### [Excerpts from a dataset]
++++++

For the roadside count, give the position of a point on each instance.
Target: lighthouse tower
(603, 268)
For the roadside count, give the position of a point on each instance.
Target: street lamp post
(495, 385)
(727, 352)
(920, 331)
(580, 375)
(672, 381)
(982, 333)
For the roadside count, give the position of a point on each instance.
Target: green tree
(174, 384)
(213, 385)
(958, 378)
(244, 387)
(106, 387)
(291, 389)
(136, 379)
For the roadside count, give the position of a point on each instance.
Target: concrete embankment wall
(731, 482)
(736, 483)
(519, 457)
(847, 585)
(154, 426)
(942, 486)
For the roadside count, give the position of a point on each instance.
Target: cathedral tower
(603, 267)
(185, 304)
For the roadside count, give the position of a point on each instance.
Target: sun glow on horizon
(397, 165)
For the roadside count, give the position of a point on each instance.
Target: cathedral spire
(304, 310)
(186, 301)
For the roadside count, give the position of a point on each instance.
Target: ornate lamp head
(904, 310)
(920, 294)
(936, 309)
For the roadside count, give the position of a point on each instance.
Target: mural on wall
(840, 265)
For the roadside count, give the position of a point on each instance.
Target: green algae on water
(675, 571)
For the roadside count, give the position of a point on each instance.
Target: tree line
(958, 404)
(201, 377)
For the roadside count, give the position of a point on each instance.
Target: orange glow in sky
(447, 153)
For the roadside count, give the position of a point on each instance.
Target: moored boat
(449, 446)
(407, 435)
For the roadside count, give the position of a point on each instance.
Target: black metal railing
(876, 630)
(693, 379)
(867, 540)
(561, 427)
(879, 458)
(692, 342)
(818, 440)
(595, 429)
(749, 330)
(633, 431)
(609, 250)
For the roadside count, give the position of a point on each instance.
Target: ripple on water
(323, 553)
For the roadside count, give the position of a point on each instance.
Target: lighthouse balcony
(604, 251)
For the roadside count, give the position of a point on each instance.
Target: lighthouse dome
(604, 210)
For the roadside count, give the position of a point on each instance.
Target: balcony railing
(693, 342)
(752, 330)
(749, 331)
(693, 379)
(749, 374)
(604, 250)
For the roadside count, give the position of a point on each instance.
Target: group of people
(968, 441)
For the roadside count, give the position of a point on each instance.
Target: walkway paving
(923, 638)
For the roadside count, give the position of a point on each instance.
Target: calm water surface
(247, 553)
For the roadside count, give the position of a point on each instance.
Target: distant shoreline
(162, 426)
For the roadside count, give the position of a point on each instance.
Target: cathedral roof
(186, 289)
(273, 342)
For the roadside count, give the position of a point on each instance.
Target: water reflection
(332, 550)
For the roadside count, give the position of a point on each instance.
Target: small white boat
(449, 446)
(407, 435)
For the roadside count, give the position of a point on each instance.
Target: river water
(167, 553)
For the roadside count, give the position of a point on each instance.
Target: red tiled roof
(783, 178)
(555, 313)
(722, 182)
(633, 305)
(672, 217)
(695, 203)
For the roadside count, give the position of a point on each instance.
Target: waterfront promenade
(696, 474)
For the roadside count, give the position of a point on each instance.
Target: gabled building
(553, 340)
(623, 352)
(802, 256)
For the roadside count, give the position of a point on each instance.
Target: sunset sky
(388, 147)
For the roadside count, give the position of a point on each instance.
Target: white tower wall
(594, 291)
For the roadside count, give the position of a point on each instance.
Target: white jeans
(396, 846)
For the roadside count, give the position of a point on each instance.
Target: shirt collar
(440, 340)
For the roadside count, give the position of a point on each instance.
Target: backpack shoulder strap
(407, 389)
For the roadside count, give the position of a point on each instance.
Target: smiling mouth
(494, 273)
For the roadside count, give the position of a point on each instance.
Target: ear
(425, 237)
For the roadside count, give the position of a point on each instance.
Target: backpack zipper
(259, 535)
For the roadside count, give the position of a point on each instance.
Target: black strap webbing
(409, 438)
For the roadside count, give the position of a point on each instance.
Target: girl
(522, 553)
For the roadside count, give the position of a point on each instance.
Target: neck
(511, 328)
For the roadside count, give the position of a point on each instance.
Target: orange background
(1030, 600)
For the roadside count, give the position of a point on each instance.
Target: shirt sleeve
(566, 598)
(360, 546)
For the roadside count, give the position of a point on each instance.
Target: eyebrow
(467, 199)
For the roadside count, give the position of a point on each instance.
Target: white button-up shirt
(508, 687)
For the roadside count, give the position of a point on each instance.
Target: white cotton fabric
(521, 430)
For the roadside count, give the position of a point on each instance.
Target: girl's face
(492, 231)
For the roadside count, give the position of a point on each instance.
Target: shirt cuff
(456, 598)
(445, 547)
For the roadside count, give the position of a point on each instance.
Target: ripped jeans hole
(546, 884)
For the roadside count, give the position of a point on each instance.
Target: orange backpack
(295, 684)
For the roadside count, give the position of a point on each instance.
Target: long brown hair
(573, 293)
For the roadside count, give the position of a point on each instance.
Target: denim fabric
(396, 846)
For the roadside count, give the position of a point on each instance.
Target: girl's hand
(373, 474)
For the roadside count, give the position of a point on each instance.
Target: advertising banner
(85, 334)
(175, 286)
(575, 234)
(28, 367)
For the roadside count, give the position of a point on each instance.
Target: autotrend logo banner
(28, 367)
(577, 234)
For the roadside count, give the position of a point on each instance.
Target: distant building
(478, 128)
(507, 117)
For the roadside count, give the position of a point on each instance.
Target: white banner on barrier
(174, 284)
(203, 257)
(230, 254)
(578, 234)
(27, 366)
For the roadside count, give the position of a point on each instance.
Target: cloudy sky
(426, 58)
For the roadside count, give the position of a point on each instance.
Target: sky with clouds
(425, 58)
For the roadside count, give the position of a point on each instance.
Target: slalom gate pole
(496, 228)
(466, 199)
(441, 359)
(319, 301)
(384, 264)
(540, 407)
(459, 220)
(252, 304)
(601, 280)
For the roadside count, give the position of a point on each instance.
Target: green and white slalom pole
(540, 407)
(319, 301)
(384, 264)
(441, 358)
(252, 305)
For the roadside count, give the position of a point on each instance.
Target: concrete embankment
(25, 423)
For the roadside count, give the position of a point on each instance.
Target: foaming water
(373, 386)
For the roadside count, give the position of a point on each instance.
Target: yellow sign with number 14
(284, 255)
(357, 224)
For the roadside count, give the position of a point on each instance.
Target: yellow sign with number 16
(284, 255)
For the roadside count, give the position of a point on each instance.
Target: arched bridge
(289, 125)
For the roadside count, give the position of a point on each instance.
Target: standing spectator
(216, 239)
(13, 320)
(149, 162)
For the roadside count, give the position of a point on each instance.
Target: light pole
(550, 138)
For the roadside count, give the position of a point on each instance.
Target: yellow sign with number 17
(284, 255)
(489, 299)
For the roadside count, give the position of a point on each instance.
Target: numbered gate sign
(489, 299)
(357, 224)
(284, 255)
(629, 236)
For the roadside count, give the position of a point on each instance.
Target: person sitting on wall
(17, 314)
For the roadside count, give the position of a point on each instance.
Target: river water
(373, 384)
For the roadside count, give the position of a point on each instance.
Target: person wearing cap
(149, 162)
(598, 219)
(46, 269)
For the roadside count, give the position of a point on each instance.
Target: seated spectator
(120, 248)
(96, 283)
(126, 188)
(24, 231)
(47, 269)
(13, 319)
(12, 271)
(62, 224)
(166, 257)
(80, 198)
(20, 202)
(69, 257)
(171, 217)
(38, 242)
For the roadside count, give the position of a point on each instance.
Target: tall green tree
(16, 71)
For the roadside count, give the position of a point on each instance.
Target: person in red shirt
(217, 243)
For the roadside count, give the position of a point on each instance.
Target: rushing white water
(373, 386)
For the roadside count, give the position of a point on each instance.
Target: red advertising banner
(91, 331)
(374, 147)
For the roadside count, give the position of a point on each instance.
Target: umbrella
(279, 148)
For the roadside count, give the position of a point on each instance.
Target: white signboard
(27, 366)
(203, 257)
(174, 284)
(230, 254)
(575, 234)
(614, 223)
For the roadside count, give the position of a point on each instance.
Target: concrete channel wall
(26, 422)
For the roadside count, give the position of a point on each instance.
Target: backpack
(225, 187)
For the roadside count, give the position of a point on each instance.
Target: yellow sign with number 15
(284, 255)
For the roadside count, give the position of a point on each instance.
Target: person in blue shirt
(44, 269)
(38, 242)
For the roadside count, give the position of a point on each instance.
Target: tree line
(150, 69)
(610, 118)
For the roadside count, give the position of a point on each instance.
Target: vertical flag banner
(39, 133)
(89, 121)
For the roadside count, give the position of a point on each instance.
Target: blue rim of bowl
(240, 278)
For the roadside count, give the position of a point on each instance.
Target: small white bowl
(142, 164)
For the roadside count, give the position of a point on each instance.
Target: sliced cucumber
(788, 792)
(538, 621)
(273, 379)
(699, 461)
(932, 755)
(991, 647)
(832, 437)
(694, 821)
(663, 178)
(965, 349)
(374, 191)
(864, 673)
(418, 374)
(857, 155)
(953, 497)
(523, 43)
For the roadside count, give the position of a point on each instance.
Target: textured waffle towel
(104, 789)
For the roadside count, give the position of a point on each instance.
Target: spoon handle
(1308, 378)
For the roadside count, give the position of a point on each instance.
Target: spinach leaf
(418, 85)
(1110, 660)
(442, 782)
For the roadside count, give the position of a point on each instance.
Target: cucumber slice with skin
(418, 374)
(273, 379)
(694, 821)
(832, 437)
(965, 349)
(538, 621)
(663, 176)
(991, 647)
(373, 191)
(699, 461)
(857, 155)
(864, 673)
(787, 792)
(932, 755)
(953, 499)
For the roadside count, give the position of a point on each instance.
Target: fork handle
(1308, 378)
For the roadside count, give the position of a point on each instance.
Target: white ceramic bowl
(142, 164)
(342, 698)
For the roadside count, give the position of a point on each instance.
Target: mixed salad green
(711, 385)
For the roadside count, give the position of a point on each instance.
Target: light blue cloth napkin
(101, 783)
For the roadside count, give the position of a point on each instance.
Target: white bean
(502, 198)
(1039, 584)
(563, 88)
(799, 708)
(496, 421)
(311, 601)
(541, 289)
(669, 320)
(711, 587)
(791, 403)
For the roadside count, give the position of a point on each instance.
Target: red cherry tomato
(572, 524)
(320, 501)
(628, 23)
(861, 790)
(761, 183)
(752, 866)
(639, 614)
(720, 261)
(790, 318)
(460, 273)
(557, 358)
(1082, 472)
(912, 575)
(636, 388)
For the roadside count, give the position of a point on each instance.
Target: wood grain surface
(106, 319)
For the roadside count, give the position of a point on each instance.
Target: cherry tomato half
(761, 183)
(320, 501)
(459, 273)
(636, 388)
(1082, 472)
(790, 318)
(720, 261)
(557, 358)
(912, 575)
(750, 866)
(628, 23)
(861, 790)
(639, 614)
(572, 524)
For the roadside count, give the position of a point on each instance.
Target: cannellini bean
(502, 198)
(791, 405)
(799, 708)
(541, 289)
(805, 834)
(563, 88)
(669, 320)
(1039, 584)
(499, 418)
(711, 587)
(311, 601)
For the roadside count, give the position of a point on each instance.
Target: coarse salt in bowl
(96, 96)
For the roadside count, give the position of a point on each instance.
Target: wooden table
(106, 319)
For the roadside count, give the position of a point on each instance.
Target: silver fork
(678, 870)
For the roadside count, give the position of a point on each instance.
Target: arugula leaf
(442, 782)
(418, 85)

++++++

### [ASSIGNMENT]
Your task is to restate, word for word, the line with "Target: wood grain surface" and all lines after it, ending with the last line of the data.

### [EXERCISE OUTPUT]
Target: wood grain surface
(106, 319)
For the roadside count, give the position of a point on each instance.
Target: cherry tomato half
(761, 183)
(320, 501)
(459, 273)
(636, 388)
(1082, 472)
(790, 318)
(720, 261)
(557, 358)
(912, 575)
(750, 866)
(628, 23)
(861, 790)
(639, 614)
(572, 524)
For the roadside count, give the position of a point on each instance.
Target: cannellini bean
(502, 198)
(791, 405)
(799, 708)
(541, 289)
(805, 834)
(563, 88)
(669, 320)
(1039, 584)
(499, 418)
(711, 587)
(311, 601)
For the roadside count, give the position of a point on each instance.
Target: coarse salt in bowl
(96, 96)
For the roadside count, give the position of a point on each instance.
Target: wooden table
(106, 319)
For the roadside count, give the position of a point on each instance.
Target: silver fork
(678, 870)
For the roadside count, give the position of a point on each instance.
Target: arugula leaf
(442, 782)
(418, 85)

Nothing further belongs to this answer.